Exercise details
Give back all of the records exactly.

Supplied records
========================================================================

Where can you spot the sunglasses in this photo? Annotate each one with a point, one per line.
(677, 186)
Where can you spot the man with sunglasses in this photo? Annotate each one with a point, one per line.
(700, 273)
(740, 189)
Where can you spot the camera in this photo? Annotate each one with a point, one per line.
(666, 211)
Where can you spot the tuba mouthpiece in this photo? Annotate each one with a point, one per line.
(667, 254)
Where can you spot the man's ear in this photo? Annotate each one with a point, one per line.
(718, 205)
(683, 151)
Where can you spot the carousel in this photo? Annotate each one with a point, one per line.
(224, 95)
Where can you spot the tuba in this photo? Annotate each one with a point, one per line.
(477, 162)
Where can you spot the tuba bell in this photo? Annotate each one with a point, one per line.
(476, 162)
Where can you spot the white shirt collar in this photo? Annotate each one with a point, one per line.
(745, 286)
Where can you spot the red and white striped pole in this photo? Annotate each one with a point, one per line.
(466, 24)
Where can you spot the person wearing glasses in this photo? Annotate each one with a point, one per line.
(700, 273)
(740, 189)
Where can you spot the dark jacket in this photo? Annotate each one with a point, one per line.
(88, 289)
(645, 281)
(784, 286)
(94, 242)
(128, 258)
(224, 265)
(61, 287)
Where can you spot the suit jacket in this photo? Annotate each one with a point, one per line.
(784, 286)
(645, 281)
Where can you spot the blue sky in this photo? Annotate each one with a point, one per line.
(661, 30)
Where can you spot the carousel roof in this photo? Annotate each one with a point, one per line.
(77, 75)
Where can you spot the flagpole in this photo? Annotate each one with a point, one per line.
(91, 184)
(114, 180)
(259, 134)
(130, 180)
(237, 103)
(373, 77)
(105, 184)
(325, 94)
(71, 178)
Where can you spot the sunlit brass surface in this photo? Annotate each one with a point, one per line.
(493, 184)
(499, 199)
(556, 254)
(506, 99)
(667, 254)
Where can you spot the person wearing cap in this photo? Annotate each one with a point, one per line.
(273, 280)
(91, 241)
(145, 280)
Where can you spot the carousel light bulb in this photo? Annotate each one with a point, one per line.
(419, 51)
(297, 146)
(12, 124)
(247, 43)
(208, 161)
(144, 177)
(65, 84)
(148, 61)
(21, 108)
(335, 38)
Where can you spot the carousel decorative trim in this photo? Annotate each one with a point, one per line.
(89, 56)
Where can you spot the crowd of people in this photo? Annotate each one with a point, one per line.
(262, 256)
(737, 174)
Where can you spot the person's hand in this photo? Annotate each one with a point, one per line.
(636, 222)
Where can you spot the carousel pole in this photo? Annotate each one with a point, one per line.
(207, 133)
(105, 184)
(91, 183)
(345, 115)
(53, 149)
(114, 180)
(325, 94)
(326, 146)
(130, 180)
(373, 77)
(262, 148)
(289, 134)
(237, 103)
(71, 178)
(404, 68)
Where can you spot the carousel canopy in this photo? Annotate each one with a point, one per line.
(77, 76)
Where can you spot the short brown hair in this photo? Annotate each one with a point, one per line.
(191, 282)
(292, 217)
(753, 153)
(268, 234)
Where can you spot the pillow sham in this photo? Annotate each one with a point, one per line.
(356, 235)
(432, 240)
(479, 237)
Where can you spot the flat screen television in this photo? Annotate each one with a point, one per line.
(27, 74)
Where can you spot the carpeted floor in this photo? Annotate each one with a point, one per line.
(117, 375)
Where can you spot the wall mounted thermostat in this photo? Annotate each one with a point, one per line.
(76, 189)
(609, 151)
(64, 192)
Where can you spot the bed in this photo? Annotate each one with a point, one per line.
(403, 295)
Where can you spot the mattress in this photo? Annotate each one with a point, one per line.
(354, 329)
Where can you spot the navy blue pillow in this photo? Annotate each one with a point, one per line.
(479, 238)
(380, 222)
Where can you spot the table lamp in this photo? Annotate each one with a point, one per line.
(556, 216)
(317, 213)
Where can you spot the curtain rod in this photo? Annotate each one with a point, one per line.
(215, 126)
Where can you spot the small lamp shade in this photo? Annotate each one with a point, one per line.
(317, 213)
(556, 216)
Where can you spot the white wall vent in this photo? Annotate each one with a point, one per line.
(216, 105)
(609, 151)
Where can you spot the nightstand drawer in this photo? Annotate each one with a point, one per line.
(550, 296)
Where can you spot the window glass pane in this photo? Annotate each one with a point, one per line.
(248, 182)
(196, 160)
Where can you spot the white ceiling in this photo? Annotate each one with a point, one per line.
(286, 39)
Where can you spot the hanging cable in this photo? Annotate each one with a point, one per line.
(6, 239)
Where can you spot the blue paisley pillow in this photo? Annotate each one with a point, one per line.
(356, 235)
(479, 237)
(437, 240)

========================================================================

Finished task
Where can you spot the sunglasses in this photo? Annotate each one with a point, one per line.
(677, 186)
Where can you spot the man with sunglasses in this photo? Annotate each one with a point, one per line.
(700, 273)
(740, 189)
Where can you spot the camera in this photo? Annotate each one with a point, one per line.
(666, 211)
Where can you spot the tuba mouthpiece in this photo? Annotate each one with a point, one per line.
(667, 254)
Where can you spot the man's ear in this photo? Annotate each one with a point, one per line.
(718, 205)
(683, 151)
Where can you spot the carousel in this photo? Annotate each one with a point, one per line.
(224, 95)
Where can you spot the tuba in this photo? Annotate each one with a point, one per line.
(477, 162)
Where can you spot the tuba bell in this photo? Annotate each one with a point, one per line.
(476, 162)
Where can you spot the white shirt collar in this photo? Annotate each one with a point, one per line.
(745, 286)
Where can you spot the red and white striped pole in this photo? Annotate each one with a point, one per line.
(466, 24)
Where can you spot the person wearing glasses in this photo? Annotate each one with a point, one per line.
(700, 273)
(740, 189)
Where can you spot the dark jacket in this photo? Annotate each one with a point, one per line.
(88, 289)
(645, 281)
(784, 286)
(94, 242)
(128, 258)
(224, 265)
(61, 287)
Where can you spot the suit jacket in this photo? Annotate each one with a point, one per line.
(784, 286)
(645, 281)
Where can you spot the blue sky in this photo? Annotate each one with a point, one per line.
(661, 30)
Where can you spot the carousel roof in this photo? Annotate each one with a point, one per line.
(77, 75)
Where can you spot the flagpole in this photo? Annotate each one with a point, one per line.
(91, 184)
(114, 180)
(259, 134)
(130, 180)
(237, 103)
(373, 77)
(105, 184)
(325, 94)
(71, 178)
Where can you spot the sunlit brass surface in this photo? Annotate each one with a point, one per line.
(493, 184)
(499, 199)
(556, 254)
(506, 99)
(667, 254)
Where can you spot the person wearing cap in this photo? Annotate each one with a point, one per line.
(273, 280)
(91, 241)
(145, 280)
Where can you spot the carousel light bulb in this photo? Annotate each one with a point, one per line.
(419, 51)
(297, 146)
(12, 124)
(247, 43)
(208, 161)
(144, 177)
(65, 84)
(148, 61)
(21, 108)
(335, 38)
Where can you spot the carousel decorative trim in this photo? Annotate each one with a point, one per line.
(89, 56)
Where can you spot the crowd of people in this photo? Annotate each one with a point, one per line.
(262, 256)
(737, 174)
Where can you spot the person's hand in this photo? Annotate each one with a point, one per line.
(636, 222)
Where can you spot the carousel pole in this photo? Annotate each one with a point, one per line.
(207, 133)
(105, 184)
(91, 183)
(345, 115)
(53, 149)
(114, 180)
(325, 94)
(326, 146)
(130, 180)
(373, 77)
(262, 148)
(289, 134)
(237, 103)
(71, 178)
(404, 68)
Where can you spot the carousel canopy in this photo? Annotate each one with a point, one per line.
(77, 76)
Where can you spot the short brown hair in this photo? Annotate each one with a point, one per line.
(191, 282)
(292, 217)
(753, 153)
(268, 234)
Where can you spot the pillow sham in this photo? Annotate each one with a point, one per line.
(356, 235)
(432, 240)
(479, 237)
Where can you spot the flat screen television in this photo? Annotate each one with a point, one per line.
(27, 74)
Where can you spot the carpeted floor in this photo? Annotate each one with a point, one per line.
(117, 375)
Where can you spot the wall mounted thermostat in this photo? Annotate each one with a point, one per line.
(76, 189)
(609, 151)
(64, 192)
Where can you spot the bed in this photo? Annotate each one with a point, one per line.
(403, 295)
Where can you spot the mattress in this photo? Annotate each one with a point, one per line.
(354, 329)
Where can you spot the navy blue pillow in this photo? Annotate each one with a point, one per line.
(479, 238)
(380, 222)
Where can you spot the table lamp in this photo? Annotate each one with a point, one per line.
(556, 216)
(317, 213)
Where can you spot the curtain rod in this photo? Annotate each one with a point, one per line.
(215, 126)
Where can you spot the small lamp shade in this photo? Annotate each one with a point, one per line.
(317, 213)
(556, 216)
Where can you spot the white wall vent in this photo? Annotate each one with a point, one per line.
(216, 105)
(609, 151)
Where can you spot the nightstand drawer in this photo? Annotate each one with a point, one per line.
(550, 296)
Where can you spot the window glass pane in this photo? Annotate each one with a point, one per line.
(248, 182)
(196, 160)
Where can you spot the white ceiling in this photo? Annotate each one with a point, one per line.
(286, 39)
Where can you spot the hanging cable in this photo? Annotate each one with a point, one per line.
(6, 239)
Where can you spot the blue paisley pillow in this photo? Annotate each one with a point, one per line.
(356, 235)
(479, 237)
(437, 240)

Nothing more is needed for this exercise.